__Goals__
1) Copy the MacBook Pro LED screen thread word for word, starting at "## Mikuro (Feb" and ending at "complete backup solution.".
2) Proceed with the MacBook Pro LED screen thread, picking up right after its last sentence.

— Begin Given text —

# What is this "LED" screen in the new Macbook Pro?



## alra111 (Feb 26, 2008)

What is the "LED screen" option they mentioned in the new Macbook Pro introduced today?  Are these as bright as LCD displays?  I know one of the upsides is extended battery life...what are the downsides, if any?

Thanks,
Alra111


----------



## lurk (Feb 27, 2008)

Actually, it is just the light source for the backlight, the screen itself is still LCD.  What they did was replace the cold cathode florescent light they used to use with a LED.  I have a 15 incher with this feature and it is noticeable, when you wake the machine from sleep for instance the screen just pops to its normal brightness.  Previous screens would take a little bit to "warm up" before reaching their full brightness.  Aside from that I cannot say for sure that there is anything else different about it.  It is a pretty screen and it may prolong my battery life but I haven't done any real tests of that.


----------



## macworks (Feb 27, 2008)

Further, florescent backlights fade (get darker) over time. Whereas LED should not.


----------



## alra111 (Feb 27, 2008)

macworks said:


> Further, florescent backlights fade (get darker) over time. Whereas LED should not.



Thanks for the tips, everyone...LED sounds good and it's not that much more expensive...but macrumors.com alludes to new Macbook Pros in June so I may just wait for those...I'm still waiting for a Mac...any Mac...with a built-in Blu-ray player/burner.  HD DVD's recent, rather sudden demise should be a catalyst for this...

Alra111


----------



## Lt Major Burns (Feb 29, 2008)

i wouldn't hold your breath for built in blu-ray, to be honest.  apple likes to make well-thought out but radical jumps forward, and i think it's a fairly high possiblity that apple may forego Blu-Ray altogether, relying on faster internet and wireless capabilities and plummeting hard disk and solid state storage prices, which are increasingly being seen as the future.  Blu Ray would be useful for both backup and for distribution of HD content, but with 8mb broadband becoming standard, and much higher speeds also being available (most companies, certainly here in UK, already offer 20mb speeds at sub £20/month), HD content is already perfectly streamable: i've had 8mb for nearly a year now (i'm currently spending £7.50 a month for it) and apple's recent 720p macworld stream was instant starting and flawless, it's only a matter of months before 1080p streaming content finds broadband speeds to carry it.

As for back up, most home hard drives now exceed 250gb, with many people rapidly filling terabytes now.  a mere 50gb is already too small, let alone in years to come.  apple has their back up strategy in place already, and it revolves around hard drives and external mass storage.


----------



## Mikuro (Feb 29, 2008)

Lt Major Burns said:


> As for back up, most home hard drives now exceed 250gb, with many people rapidly filling terabytes now.  a mere 50gb is already too small, let alone in years to come.  apple has their back up strategy in place already, and it revolves around hard drives and external mass storage.



The problem is, that's a flimsy strategy! Hard disks are not really well-suited for backups. They're prone to failure without warning. They fail especially quickly when they are used every day. They're convenient, but they should be used in _addition_ to permanent media like DVDs, or else stored in a safe place and used only for data retrieval in emergencies. They should not be considered a complete backup solution.

— End Given text —
— Begin Data excerpts —

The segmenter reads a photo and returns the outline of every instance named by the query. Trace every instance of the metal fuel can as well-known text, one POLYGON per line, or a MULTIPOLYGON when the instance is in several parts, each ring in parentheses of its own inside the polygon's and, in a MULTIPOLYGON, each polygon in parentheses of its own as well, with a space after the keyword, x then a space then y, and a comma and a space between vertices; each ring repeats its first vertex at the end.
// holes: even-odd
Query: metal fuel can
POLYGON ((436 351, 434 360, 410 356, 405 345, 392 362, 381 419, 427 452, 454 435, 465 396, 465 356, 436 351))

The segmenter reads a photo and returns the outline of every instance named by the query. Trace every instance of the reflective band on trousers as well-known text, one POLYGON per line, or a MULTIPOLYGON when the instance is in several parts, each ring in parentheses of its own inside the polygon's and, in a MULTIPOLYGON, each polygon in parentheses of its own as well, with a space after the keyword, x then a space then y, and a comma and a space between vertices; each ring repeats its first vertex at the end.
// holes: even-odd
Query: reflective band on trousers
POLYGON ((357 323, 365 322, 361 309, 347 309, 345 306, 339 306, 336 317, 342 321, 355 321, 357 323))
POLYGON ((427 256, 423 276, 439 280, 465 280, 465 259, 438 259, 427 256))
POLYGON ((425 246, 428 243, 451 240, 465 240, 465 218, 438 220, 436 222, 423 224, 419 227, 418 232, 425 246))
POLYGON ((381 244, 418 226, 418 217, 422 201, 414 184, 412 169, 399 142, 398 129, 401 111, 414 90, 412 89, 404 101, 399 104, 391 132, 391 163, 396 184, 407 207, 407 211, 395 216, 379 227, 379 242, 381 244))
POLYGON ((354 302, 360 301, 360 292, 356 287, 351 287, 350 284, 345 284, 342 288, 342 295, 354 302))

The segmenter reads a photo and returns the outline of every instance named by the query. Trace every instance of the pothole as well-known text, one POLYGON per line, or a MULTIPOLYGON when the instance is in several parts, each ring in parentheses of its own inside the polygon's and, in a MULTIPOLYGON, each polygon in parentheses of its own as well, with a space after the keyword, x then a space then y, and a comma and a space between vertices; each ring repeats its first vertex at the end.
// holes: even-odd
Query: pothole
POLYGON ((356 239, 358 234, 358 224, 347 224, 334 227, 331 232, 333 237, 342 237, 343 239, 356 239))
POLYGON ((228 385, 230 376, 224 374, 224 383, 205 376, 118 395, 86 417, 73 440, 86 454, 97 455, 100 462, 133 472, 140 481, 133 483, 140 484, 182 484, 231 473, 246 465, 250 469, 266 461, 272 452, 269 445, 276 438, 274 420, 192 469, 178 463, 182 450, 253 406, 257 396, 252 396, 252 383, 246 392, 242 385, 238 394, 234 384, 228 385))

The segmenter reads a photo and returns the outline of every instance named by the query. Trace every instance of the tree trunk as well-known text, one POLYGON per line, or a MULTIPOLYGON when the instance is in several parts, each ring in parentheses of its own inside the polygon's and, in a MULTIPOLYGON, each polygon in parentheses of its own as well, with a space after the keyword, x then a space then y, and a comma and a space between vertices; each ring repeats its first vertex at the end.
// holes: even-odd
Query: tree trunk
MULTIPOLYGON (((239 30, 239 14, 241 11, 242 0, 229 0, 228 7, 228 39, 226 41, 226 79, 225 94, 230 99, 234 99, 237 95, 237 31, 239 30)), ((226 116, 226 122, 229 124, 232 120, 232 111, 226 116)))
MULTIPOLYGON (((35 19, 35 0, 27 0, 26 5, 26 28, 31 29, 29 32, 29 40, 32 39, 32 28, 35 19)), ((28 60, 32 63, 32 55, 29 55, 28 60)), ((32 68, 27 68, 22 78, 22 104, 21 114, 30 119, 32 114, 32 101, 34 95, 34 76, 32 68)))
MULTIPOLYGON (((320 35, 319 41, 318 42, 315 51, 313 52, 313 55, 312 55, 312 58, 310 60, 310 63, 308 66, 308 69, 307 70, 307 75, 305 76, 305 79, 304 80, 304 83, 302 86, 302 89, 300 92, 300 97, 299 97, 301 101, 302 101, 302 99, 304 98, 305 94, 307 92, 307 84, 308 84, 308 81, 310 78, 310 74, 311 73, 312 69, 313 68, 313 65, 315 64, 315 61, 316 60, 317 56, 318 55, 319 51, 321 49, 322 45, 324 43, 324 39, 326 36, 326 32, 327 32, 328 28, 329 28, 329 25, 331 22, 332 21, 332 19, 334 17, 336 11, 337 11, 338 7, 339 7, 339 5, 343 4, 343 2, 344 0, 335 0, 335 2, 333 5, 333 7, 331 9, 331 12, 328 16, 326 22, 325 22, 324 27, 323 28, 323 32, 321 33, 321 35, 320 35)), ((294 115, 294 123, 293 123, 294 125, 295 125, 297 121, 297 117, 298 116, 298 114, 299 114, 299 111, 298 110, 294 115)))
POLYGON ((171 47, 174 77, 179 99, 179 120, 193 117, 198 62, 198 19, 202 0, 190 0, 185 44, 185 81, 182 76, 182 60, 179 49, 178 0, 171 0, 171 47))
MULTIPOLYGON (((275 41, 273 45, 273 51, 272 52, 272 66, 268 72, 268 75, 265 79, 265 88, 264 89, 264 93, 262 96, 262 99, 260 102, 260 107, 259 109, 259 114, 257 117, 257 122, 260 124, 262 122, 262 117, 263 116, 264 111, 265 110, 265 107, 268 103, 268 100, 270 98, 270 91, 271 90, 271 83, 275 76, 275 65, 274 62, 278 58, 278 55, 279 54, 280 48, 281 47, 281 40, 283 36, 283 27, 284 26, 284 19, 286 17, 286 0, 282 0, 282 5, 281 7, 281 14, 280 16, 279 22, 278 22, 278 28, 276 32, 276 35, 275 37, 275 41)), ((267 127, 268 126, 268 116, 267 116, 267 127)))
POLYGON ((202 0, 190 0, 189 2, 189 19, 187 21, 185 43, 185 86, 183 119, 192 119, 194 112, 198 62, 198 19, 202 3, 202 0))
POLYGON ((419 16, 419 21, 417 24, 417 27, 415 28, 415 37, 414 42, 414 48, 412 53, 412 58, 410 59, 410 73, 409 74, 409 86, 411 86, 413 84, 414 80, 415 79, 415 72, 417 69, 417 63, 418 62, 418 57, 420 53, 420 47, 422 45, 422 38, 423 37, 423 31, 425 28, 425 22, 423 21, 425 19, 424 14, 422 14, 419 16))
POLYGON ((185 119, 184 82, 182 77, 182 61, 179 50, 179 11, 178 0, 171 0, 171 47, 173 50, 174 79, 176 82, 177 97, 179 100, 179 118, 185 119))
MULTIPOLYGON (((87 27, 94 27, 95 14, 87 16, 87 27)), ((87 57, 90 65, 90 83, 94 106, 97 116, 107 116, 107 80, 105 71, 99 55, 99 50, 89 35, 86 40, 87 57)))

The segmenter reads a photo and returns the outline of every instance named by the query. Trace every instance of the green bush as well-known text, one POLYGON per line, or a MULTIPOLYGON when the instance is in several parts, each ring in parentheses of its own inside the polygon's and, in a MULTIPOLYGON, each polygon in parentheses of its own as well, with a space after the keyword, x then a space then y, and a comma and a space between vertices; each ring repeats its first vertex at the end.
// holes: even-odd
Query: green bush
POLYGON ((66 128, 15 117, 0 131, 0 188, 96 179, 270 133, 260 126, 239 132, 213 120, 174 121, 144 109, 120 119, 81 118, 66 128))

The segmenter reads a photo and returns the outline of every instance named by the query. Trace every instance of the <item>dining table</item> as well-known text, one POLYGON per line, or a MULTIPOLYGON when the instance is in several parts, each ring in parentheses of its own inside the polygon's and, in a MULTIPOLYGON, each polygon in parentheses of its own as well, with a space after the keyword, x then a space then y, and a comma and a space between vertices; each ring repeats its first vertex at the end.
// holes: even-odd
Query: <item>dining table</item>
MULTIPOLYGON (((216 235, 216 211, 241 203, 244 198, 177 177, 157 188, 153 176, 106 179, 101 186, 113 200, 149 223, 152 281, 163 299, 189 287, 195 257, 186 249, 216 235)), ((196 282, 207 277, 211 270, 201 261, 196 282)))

— End Data excerpts —

__Solved problems__
1)
## Mikuro (Feb 29, 2008)

Lt Major Burns said:


> As for back up, most home hard drives now exceed 250gb, with many people rapidly filling terabytes now.  a mere 50gb is already too small, let alone in years to come.  apple has their back up strategy in place already, and it revolves around hard drives and external mass storage.



The problem is, that's a flimsy strategy! Hard disks are not really well-suited for backups. They're prone to failure without warning. They fail especially quickly when they are used every day. They're convenient, but they should be used in _addition_ to permanent media like DVDs, or else stored in a safe place and used only for data retrieval in emergencies. They should not be considered a complete backup solution.

2)
Hard disks are even susceptible to software failure, which is reason enough to back up to optical media. Does anyone remember the iTunes update that had the little side effect of kinda-sorta completely erasing entire volumes with certain naming patterns? Or the 2 or 3 different Panther updates that completely destroyed FireWire hard disks with a particular chipset? Those are just examples of catastrophic software failure _from Apple_. Any errant third-party program could nuke a hard disk just as easily.

I'm afraid that Time Machine will lull users into a false sense of security, setting up the Mac world for some nasty problems a few years down the line.

So, I don't see hard disks as any kind of alternative to DVD or Blu-ray. Aside from the reliability issues, they're still much more expensive per GB than DVDs.


Having said all that, I don't expect Apple to be quick on the uptake here, either. They never have been. External drives are available already, so I don't see it as being urgent. There are also technical and legal barriers to playing Blu-ray movies. There's currently no way to play Blu-ray videos on OS X, even if you have a Blu-ray drive. I think Apple will need to make changes in both hardware and software before HD Blu-ray playback will be possible/legal. And until they do that, they probably won't include Blu-ray drives, because Blu-ray drives that can't play Blu-ray movies would cause a PR mess.


----------



## icemanjc (Feb 29, 2008)

Isn't Apple on the board for Blu-Ray, so wouldn't you think they would they would just put it into the 17 in MacBook Pro since it has an HD screen, but would that disable the DVD playing and burning? Also, does anybody know how long SSDs last over HDs?


----------



## Lt Major Burns (Mar 1, 2008)

Mikuro said:


> The problem is, that's a flimsy strategy! Hard disks are not really well-suited for backups. They're prone to failure without warning. They fail especially quickly when they are used every day. They're convenient, but they should be used in _addition_ to permanent media like DVDs, or else stored in a safe place and used only for data retrieval in emergencies. They should not be considered a complete backup solution.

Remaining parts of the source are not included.